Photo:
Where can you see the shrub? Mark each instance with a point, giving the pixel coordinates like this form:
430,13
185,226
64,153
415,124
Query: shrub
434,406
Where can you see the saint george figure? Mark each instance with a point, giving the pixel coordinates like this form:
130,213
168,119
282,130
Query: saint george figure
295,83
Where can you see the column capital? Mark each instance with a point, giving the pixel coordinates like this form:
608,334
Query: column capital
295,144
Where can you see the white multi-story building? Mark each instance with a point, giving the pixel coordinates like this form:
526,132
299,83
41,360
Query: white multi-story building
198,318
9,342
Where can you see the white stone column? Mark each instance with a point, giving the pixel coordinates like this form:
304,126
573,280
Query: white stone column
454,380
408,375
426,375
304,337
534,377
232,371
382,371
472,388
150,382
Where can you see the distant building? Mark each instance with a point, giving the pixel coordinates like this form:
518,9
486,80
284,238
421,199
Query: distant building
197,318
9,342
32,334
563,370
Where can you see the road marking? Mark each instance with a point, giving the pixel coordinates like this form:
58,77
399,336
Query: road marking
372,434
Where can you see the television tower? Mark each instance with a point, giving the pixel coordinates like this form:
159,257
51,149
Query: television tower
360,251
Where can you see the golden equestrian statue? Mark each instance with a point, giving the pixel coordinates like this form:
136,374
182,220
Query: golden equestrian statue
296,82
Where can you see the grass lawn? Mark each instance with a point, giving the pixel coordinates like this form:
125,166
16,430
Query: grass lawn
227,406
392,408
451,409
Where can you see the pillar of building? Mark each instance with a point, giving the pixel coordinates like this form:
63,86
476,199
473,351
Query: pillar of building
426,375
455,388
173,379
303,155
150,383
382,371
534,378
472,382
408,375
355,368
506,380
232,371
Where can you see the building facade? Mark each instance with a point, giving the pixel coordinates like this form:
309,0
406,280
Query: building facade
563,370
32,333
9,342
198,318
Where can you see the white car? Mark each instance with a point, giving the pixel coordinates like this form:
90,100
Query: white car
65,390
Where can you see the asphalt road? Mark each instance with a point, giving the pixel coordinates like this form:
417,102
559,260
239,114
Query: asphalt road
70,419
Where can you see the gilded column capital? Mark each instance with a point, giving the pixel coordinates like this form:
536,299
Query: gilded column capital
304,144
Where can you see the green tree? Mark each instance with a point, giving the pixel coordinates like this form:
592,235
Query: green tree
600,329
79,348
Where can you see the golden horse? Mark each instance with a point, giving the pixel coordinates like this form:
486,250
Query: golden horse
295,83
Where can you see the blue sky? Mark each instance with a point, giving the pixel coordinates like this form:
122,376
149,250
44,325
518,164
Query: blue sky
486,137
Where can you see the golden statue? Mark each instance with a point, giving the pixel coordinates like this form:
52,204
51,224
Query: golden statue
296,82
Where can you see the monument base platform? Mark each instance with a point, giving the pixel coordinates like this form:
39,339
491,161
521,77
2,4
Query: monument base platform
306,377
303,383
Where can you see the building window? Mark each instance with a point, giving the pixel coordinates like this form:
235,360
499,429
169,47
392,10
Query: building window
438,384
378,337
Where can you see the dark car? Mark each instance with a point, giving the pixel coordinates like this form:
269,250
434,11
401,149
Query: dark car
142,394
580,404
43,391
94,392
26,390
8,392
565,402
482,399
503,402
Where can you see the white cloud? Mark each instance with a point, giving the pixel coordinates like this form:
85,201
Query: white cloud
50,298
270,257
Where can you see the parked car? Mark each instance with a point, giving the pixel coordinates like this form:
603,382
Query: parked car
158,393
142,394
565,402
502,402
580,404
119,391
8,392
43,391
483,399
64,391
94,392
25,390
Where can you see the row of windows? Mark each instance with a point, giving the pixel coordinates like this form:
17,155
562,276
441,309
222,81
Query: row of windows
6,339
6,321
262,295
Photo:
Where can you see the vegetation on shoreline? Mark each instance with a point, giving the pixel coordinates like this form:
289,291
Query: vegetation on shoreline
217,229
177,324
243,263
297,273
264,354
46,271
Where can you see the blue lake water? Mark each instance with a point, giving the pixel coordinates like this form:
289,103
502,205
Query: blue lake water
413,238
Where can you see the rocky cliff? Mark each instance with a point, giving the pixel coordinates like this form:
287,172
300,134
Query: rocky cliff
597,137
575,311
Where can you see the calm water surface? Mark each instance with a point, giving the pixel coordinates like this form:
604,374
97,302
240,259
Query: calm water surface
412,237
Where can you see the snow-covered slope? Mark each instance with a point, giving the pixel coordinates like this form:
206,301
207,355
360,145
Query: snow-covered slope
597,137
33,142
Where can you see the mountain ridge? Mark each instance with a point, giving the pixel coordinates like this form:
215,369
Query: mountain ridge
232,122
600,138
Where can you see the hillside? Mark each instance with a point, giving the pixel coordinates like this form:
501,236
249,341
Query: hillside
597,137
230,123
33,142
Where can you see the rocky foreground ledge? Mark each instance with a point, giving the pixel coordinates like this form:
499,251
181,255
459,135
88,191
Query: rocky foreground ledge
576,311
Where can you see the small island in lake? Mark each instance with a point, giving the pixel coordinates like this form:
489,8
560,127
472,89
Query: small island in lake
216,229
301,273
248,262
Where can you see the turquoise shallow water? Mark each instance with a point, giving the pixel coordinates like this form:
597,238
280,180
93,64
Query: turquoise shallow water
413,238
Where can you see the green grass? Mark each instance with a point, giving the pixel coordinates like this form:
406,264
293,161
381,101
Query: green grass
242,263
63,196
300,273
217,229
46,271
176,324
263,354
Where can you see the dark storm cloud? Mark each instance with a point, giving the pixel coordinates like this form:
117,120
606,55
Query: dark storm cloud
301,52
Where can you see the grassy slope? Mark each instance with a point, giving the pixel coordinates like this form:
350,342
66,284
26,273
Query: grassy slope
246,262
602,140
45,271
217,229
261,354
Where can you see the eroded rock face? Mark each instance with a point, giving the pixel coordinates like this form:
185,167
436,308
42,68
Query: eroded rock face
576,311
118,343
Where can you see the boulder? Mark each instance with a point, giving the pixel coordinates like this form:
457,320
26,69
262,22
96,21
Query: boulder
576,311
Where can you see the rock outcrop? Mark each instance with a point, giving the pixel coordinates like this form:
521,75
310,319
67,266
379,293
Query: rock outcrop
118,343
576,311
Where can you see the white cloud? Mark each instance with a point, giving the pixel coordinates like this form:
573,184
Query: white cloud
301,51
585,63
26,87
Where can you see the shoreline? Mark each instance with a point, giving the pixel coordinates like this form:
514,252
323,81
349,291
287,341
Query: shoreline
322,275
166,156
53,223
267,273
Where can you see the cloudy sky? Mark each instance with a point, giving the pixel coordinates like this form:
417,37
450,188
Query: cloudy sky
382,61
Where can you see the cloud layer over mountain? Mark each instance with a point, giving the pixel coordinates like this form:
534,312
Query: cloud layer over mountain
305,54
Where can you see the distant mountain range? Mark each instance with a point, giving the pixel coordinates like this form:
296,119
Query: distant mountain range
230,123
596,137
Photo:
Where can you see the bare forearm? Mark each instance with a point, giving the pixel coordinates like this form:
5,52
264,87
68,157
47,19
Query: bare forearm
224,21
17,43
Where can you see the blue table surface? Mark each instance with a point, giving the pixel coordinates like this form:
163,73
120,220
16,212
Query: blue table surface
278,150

* **EXERCISE DESCRIPTION**
Repeat the records above exactly as they appear.

* **ANSWER BELOW**
Photo:
Where can you see the shrub? Mark each instance with a point, giving the pixel coordinates like this form:
430,13
185,226
64,153
415,124
Query: shrub
434,406
Where can you see the saint george figure? Mark each instance with a point, giving the pixel coordinates like this form:
130,213
168,119
282,130
Query: saint george figure
295,83
Where can you see the column capital? Mark each instance with a point, giving the pixel coordinates like this form:
608,334
Query: column capital
295,144
Where can you see the white multi-story building? Mark each instance with a point, giving the pixel coordinates like this form:
526,132
299,83
41,360
Query: white multi-story building
198,318
9,342
Where can you see the white stone column? Mark each instance with a point, giving the pixel coordinates like this form:
304,126
573,280
Query: white stone column
454,380
408,375
426,375
304,337
534,377
232,371
382,371
472,388
150,382
Where can you see the distant building? Mark each instance with a point, giving the pixel coordinates like this form:
518,9
486,80
284,238
421,199
Query: distant building
197,318
9,342
32,334
563,370
Where can you see the road marking? Mark each instance with a point, giving the pixel coordinates like this form:
58,77
399,336
Query: road marking
372,434
Where can you see the television tower? Mark each instance with a point, giving the pixel coordinates like this form:
159,257
51,149
Query: television tower
360,251
Where can you see the golden equestrian statue? Mark each instance with a point, giving the pixel coordinates like this form:
136,374
182,220
Query: golden equestrian statue
296,82
Where can you see the grass lawn? Mark each instance with a point, giving the pixel coordinates like this form:
125,166
16,430
Query: grass lawn
227,406
392,408
451,409
Where can you see the pillar of building? Mark each instance with a point, giving the pixel coordinates like this form:
63,86
476,199
473,351
Query: pillar of building
426,375
455,388
173,379
303,155
150,383
382,371
534,378
472,382
408,375
355,368
506,380
232,371
Where can you see the building facade? Mark each instance with a point, giving the pixel coordinates like this form:
309,0
406,280
Query: building facade
563,370
32,333
9,342
198,318
Where can you see the white car? Mark each instance with a point, giving the pixel coordinates like this form:
90,100
Query: white car
65,390
Where can you see the asphalt road? Mark each instance with a point, giving the pixel coordinates like this form:
417,102
559,260
239,114
Query: asphalt road
70,419
Where can you see the gilded column capital? Mark each instance with a point, giving the pixel coordinates like this form:
536,299
Query: gilded column capital
304,144
Where can you see the green tree? Mark each instance with a point, giving the pixel coordinates like this form:
592,235
Query: green tree
600,329
79,348
Where can you see the golden horse? Mark each instance with a point, giving the pixel coordinates like this form:
486,250
Query: golden horse
295,83
Where can you see the blue sky? Mark each instance with a point, giving the pixel coordinates like this form:
122,376
149,250
44,325
518,164
Query: blue sky
486,137
Where can you see the golden statue? Mark each instance with a point, giving the pixel coordinates like this form:
52,204
51,224
Query: golden statue
296,82
Where can you see the monument base platform? Mark each instance with a point, giving the pixel coordinates like this form:
39,339
491,161
521,77
2,4
Query: monument base platform
306,377
303,383
Where can you see the building window? Mark each instance with a point, giving the pixel coordinates like this form:
235,360
499,429
169,47
392,10
Query: building window
438,384
378,337
Where can you see the dark car? Mark each instance with a point, giving the pixel coordinates like this form:
269,250
434,11
401,149
Query: dark car
142,394
580,404
43,391
94,392
26,390
8,392
565,402
482,399
503,402
Where can you see the white cloud? Mark each instance with a point, giving the pixel coordinates like this form:
85,201
Query: white cloud
50,298
270,257
Where can you see the parked car? Mark each instance with a point, giving the pixel coordinates like this form:
603,382
Query: parked car
158,393
142,394
565,402
502,402
580,404
119,391
8,392
43,391
483,399
64,391
94,392
25,390
Where can you see the row of windows? Mark each instance with a point, giving the pixel coordinates like this form:
17,155
562,276
441,309
222,81
Query: row of windows
6,339
6,321
262,295
Photo:
Where can you see the vegetation on shoreline? Mark each instance with a point, giving the pixel coordinates like this form:
289,291
Query: vegetation on shoreline
217,229
177,324
243,263
297,273
264,354
46,271
Where can you see the blue lake water? Mark each instance with a point, giving the pixel coordinates like this form:
289,103
502,205
Query: blue lake water
413,238
Where can you see the rocky cliff? Mark each instance with a point, giving the pixel coordinates like this form:
287,172
300,134
Query: rocky cliff
597,137
575,311
Where can you see the calm water surface? Mark each instance with a point, giving the pixel coordinates like this form:
604,374
97,302
240,259
Query: calm water surface
412,237
Where can you see the snow-covered slope? Mark each instance with a point, giving the pixel coordinates like this form:
206,301
207,355
360,145
Query: snow-covered slope
597,137
33,142
Where can you see the mountain ridge? Mark each instance with a point, giving the pixel coordinates like this form:
215,369
Query: mountain ridge
232,122
600,138
Where can you see the hillside? Mark each instance with a point, giving the pixel coordinates like this form:
501,236
249,341
Query: hillside
597,137
230,123
33,142
Where can you see the rocky foreground ledge? Mark each instance with a point, giving the pixel coordinates like this form:
499,251
181,255
459,135
88,191
Query: rocky foreground ledge
576,311
Where can you see the small island in lake? Mark each instance with a point, giving the pixel coordinates like this form:
489,8
560,127
472,89
Query: small island in lake
216,229
301,273
248,262
Where can you see the turquoise shallow water? Mark each instance with a point, giving the pixel coordinates like this form:
597,238
280,180
93,64
Query: turquoise shallow water
413,238
Where can you see the green grass? Mark each instance with a point, giving the pixel coordinates like this form:
406,264
293,161
381,101
Query: green grass
242,263
63,196
300,273
217,229
46,271
176,324
263,354
Where can you see the dark storm cloud? Mark each instance with a point, giving the pixel coordinates like this form:
117,120
606,55
Query: dark storm cloud
301,52
Where can you see the grassy slope? Mark each instance with a point, giving the pixel coordinates like this form:
350,342
66,284
26,273
Query: grassy slope
246,262
602,140
45,271
217,229
261,354
Where can you see the eroded rock face? Mark each instance with a point, giving the pixel coordinates like this form:
185,167
436,308
42,68
Query: eroded rock face
576,311
118,343
Where can you see the boulder? Mark each instance with a point, giving the pixel coordinates like this form:
457,320
26,69
262,22
96,21
Query: boulder
576,311
Where can you see the rock outcrop? Mark each instance with a point, giving the pixel coordinates like this form:
521,75
310,319
67,266
379,293
Query: rock outcrop
118,343
576,311
Where can you see the white cloud? Mark each instance with a point, giving the pixel coordinates like this form:
573,184
Query: white cloud
301,51
585,63
26,87
Where can you see the shoreline? Mark each instance with a point, giving the pixel coordinates like this form:
514,252
323,81
349,291
287,341
Query: shoreline
322,275
166,156
53,223
267,273
Where can you see the cloudy sky? Mark each instance with a point, giving the pixel coordinates like this form:
417,37
450,188
Query: cloudy sky
382,61
Where can you see the cloud layer over mountain? Mark each instance with a point, giving the pixel coordinates like this form:
534,312
Query: cloud layer over mountain
305,54
Where can you see the distant mountain range? Mark each instance with a point, giving the pixel coordinates like this form:
296,119
Query: distant mountain range
230,123
596,137
Photo:
Where can you see the bare forearm? Mark each instance with a point, giving the pixel coordinates like this form:
5,52
264,87
68,157
47,19
Query: bare forearm
224,21
17,43
Where can you see the blue table surface? Mark each instance with a point, giving the pixel coordinates like this form:
163,73
120,220
16,212
Query: blue table surface
278,150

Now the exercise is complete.